**Data in this exercise:**
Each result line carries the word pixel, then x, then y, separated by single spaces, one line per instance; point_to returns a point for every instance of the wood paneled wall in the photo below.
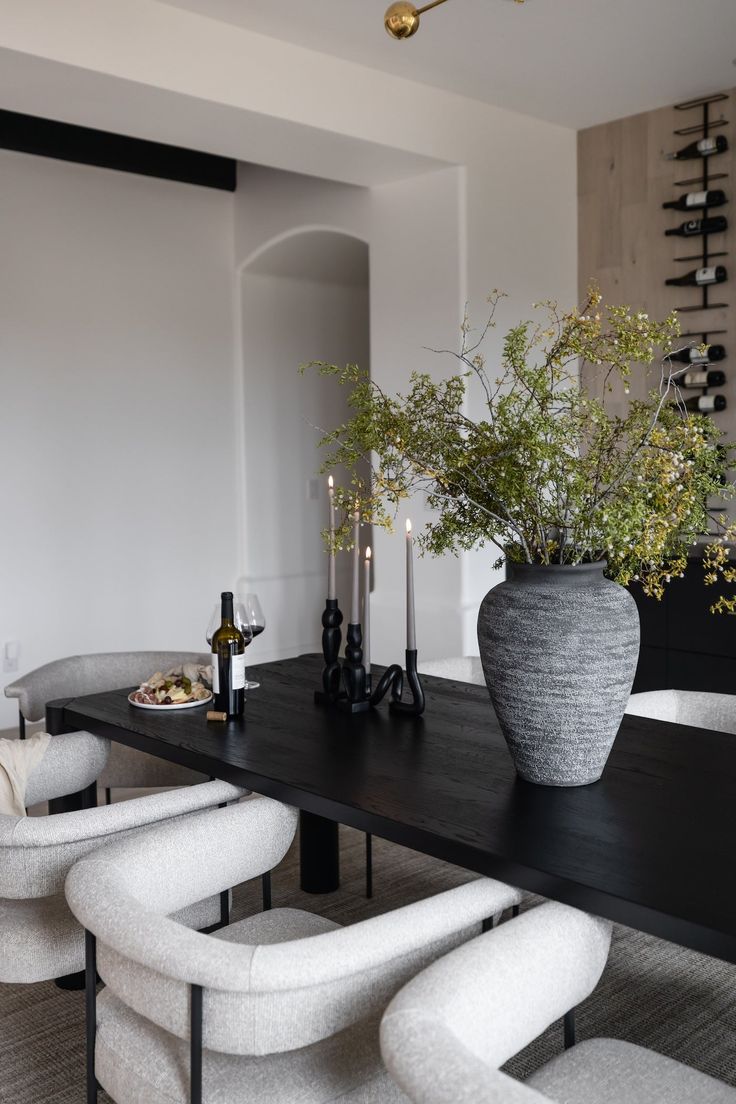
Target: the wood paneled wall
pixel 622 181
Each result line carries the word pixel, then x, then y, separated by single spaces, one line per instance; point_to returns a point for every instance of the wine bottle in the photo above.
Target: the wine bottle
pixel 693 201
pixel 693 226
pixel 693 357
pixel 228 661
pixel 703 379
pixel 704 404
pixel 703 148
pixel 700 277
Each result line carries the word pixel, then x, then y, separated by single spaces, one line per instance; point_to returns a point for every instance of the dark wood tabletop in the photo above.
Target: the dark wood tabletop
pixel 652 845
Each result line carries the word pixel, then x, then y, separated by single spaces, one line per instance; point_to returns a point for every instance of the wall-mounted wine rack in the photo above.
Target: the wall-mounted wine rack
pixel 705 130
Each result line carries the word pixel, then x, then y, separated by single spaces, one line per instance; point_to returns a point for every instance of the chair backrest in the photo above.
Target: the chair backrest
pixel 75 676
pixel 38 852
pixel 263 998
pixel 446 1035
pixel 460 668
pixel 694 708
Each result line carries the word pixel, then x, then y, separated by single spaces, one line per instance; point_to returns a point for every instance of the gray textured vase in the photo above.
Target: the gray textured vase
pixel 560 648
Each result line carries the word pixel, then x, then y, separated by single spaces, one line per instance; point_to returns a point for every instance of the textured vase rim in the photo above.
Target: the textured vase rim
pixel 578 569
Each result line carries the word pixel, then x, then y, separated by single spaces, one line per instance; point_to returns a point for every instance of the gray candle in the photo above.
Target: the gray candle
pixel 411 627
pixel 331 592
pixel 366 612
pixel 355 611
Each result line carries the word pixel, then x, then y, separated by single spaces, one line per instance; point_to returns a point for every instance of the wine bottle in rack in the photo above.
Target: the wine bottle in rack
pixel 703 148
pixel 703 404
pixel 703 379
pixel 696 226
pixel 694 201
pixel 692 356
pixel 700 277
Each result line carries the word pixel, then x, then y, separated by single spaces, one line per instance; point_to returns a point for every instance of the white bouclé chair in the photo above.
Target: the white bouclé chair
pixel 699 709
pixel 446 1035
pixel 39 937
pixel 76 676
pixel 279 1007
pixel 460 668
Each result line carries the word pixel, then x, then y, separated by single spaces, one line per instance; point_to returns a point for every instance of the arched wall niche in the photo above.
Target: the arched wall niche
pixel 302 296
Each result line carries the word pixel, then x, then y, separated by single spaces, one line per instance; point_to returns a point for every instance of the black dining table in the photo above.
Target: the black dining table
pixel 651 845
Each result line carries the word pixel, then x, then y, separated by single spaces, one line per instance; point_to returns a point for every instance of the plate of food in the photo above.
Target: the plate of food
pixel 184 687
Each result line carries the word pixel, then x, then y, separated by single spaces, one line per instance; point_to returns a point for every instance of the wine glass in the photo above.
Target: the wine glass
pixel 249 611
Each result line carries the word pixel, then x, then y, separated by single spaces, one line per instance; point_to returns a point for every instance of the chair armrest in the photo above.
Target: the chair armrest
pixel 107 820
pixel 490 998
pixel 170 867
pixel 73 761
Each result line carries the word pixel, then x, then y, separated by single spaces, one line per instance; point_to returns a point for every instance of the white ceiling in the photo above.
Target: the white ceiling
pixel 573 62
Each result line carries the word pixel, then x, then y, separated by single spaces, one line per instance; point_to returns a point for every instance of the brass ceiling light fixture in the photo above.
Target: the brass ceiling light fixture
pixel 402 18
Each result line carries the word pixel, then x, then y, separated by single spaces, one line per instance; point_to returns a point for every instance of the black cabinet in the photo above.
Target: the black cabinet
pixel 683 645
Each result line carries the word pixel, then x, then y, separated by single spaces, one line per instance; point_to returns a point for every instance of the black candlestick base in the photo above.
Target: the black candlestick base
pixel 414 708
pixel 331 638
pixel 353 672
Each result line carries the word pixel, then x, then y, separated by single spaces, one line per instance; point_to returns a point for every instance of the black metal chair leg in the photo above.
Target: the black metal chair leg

**Exercise directions:**
Can you rewrite all of the lines above as a JSON list of strings, with one string per line, blank lines omitted and the pictures left out?

**Solution for this task:**
[
  "Each result line carries the word pixel, then x, then y, separated by single spaces, one line per instance; point_to returns a point for every instance of the wood paneled wall in the photo below.",
  "Target: the wood paneled wall",
  "pixel 622 181",
  "Each result line carries the word pixel, then x, then y, separated by single spaces, one line per instance; point_to returns a point for every instance of the wine bottle in the photo above.",
  "Target: the wine bottle",
  "pixel 693 201",
  "pixel 693 226",
  "pixel 693 357",
  "pixel 228 661",
  "pixel 703 379",
  "pixel 704 404",
  "pixel 703 148",
  "pixel 700 277",
  "Each result line carries the word pixel, then x, then y, separated by single spaces, one line per instance; point_to returns a point for every instance of the dark wood tabletop in the photo above.",
  "Target: the dark wood tabletop",
  "pixel 652 845",
  "Each result line carries the word pixel, then x, then y, separated by single spaces, one line per instance; point_to returns a point for every instance of the wall-mounted wine rack in the photo above.",
  "Target: the wall-mounted wine rack",
  "pixel 705 130",
  "Each result line carries the word pixel, then x, then y, separated by single spaces, one line per instance; point_to returns a point for every instance of the chair backrest in the photo above.",
  "Target: the chair backrest",
  "pixel 75 676",
  "pixel 38 852",
  "pixel 263 998",
  "pixel 446 1035",
  "pixel 460 668",
  "pixel 694 708",
  "Each result line carries the word pixel, then x, then y, separated by single spaces, one line per instance; point_to returns a point for every instance of the gray textured vase in the photo above.",
  "Target: the gray textured vase",
  "pixel 560 648",
  "Each result line carries the word pixel, then x, then y, separated by single spaces, one line per instance; point_to returns a point for every instance of the textured vase rim in the photo above.",
  "Target: the textured vase rim",
  "pixel 578 569",
  "Each result line carries the word pixel, then x, then y, separated by single spaces, one line per instance; point_to returns a point for every instance of the gray candle in the photo above.",
  "Target: the gray candle",
  "pixel 411 627",
  "pixel 331 592",
  "pixel 366 612",
  "pixel 355 611",
  "Each result line carries the word pixel, then x, then y, separated by single spaces, one line per instance; point_to returns a point for every instance of the wine bottle in rack in the photo above.",
  "Target: the wine bottle in rack",
  "pixel 703 148",
  "pixel 703 404",
  "pixel 703 379",
  "pixel 696 226",
  "pixel 694 201",
  "pixel 692 356",
  "pixel 700 277",
  "Each result line carries the word pixel, then x, then y, separated by single spaces, one line per instance; point_to returns a point for every instance of the white bouclé chair in the photo above.",
  "Target: the white bouclé chair",
  "pixel 699 709",
  "pixel 446 1035",
  "pixel 39 937",
  "pixel 76 676",
  "pixel 279 1007",
  "pixel 460 668",
  "Each result line carries the word pixel, then x, then y, separated by single spaces, one line per instance; point_to returns a point for every instance of the arched wall niche in the photo above.",
  "Target: the arched wall niche",
  "pixel 302 296",
  "Each result line carries the word pixel, then x, then y, separated by single spaces, one line per instance; point_to returns a point for every instance of the black dining table in the photo above.",
  "Target: the black dining table",
  "pixel 651 845",
  "Each result line carries the word pixel, then x, then y, separated by single spaces, one line per instance; point_to returns a point for every instance of the plate of food in the photo above.",
  "Target: the plate of food",
  "pixel 184 687",
  "Each result line carries the word pixel, then x, then y, separated by single spaces, one line per instance; point_to returns a point for every instance of the wine glass in the photo above.",
  "Target: the wine glass",
  "pixel 249 611",
  "Each result line carries the word pixel, then x, then y, separated by single spaces, one line per instance; point_to returns a point for every instance of the chair armrest in the photo above.",
  "Target: the chair armrest",
  "pixel 107 820",
  "pixel 490 998",
  "pixel 170 867",
  "pixel 73 761",
  "Each result line carries the word pixel, then x, then y, separated by single spaces, one line per instance; point_to returns a point for every instance of the white ceiling in the photo above.",
  "Target: the white ceiling",
  "pixel 573 62",
  "Each result line carries the word pixel, then x, then y, separated by single spaces, one line per instance; point_to returns a point for every instance of the brass ceiling light fixture in the photo above.",
  "Target: the brass ceiling light fixture",
  "pixel 402 18",
  "Each result line carries the word pixel, then x, then y, separated by single spaces, one line per instance; point_to returns a point for every instance of the black cabinet in the photo above.",
  "Target: the black cabinet",
  "pixel 683 645",
  "Each result line carries the word pixel, then x, then y, separated by single spaces, one line per instance; point_to returns a point for every instance of the black candlestick base in the photo above.",
  "Target: the black candlestick base",
  "pixel 414 708",
  "pixel 331 638",
  "pixel 353 672",
  "Each result line carries the word pixel, then x, then y, separated by single spaces, one line per instance; point_to returns a point for every instance of the black metal chair leg in the photo above.",
  "Target: the black metal chair leg"
]